**What needs to be done**
An identical copy of the records below is the expected result.

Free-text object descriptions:
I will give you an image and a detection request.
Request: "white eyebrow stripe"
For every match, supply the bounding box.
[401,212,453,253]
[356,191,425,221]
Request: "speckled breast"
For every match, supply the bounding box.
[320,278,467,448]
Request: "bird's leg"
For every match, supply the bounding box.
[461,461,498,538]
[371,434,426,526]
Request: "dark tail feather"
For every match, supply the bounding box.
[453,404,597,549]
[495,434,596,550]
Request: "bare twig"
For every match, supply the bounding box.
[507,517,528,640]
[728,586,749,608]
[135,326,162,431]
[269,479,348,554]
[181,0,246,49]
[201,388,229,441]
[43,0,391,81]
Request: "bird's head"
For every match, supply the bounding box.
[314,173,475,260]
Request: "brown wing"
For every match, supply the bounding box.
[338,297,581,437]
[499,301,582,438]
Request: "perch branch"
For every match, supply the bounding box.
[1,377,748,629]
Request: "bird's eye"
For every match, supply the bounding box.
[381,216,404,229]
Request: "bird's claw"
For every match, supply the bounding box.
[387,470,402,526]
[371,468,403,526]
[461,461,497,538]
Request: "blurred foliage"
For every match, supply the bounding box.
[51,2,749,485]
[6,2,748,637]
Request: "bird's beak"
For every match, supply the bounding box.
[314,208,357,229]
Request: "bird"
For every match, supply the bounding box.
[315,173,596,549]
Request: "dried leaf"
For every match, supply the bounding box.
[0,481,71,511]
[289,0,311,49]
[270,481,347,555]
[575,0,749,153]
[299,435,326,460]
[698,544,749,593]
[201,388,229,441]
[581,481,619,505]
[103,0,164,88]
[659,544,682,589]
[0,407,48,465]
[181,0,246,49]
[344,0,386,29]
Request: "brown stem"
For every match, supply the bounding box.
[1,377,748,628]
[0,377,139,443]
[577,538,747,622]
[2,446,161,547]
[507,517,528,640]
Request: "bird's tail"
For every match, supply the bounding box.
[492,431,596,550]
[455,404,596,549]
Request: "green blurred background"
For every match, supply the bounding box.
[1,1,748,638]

**Written answer**
I will give you an image and a detection request.
Request: "white eyebrow stripe"
For every match, supply the bounding box.
[401,212,453,253]
[356,191,425,221]
Request: "speckled breast"
For every match, supply the bounding box.
[320,278,467,448]
Request: "bird's leg"
For every match, supply the bounding box.
[461,461,498,538]
[371,434,426,526]
Request: "dark tail feather"
For every match, supply the bounding box.
[453,404,597,549]
[495,434,596,550]
Request: "bare twig"
For every match, supply the bounding box.
[507,517,528,640]
[728,586,749,608]
[135,326,162,431]
[269,479,348,554]
[181,0,246,49]
[201,388,229,441]
[43,0,391,81]
Request: "bird's head"
For every match, supply the bounding box.
[314,173,475,260]
Request: "brown wing"
For every match, supply the bounding box.
[338,297,581,437]
[499,301,582,438]
Request: "perch branch"
For every match, supply the bounding box.
[1,377,748,629]
Request: "bird's eye"
For every match, supply the bounding box.
[381,216,404,229]
Request: "bird's claw"
For every match, supply the bounding box.
[387,470,402,526]
[371,468,403,526]
[461,461,497,538]
Request: "blurred foliage"
For every match, supply the bounding box.
[51,2,749,485]
[6,2,748,637]
Request: "bird's beak"
For every match, supply the bounding box.
[314,208,357,229]
Request: "bird"
For every match, supply the bounding box.
[315,173,596,549]
Request: "dried leaf"
For every match, supply the bounding box.
[0,481,71,511]
[289,0,311,49]
[270,481,347,555]
[575,0,749,153]
[299,435,326,460]
[698,544,749,593]
[201,388,229,441]
[581,481,619,505]
[103,0,164,88]
[659,544,682,589]
[0,407,48,465]
[181,0,246,49]
[344,0,386,29]
Request: "brown stem"
For every match, supply the bounding box.
[1,377,748,628]
[0,377,139,443]
[577,538,747,622]
[2,446,161,547]
[507,517,528,640]
Request: "bird's tail"
For every match, supply the bounding box.
[492,431,596,550]
[455,404,596,549]
Request: "green blurred background"
For every match, supply the bounding box.
[1,1,748,638]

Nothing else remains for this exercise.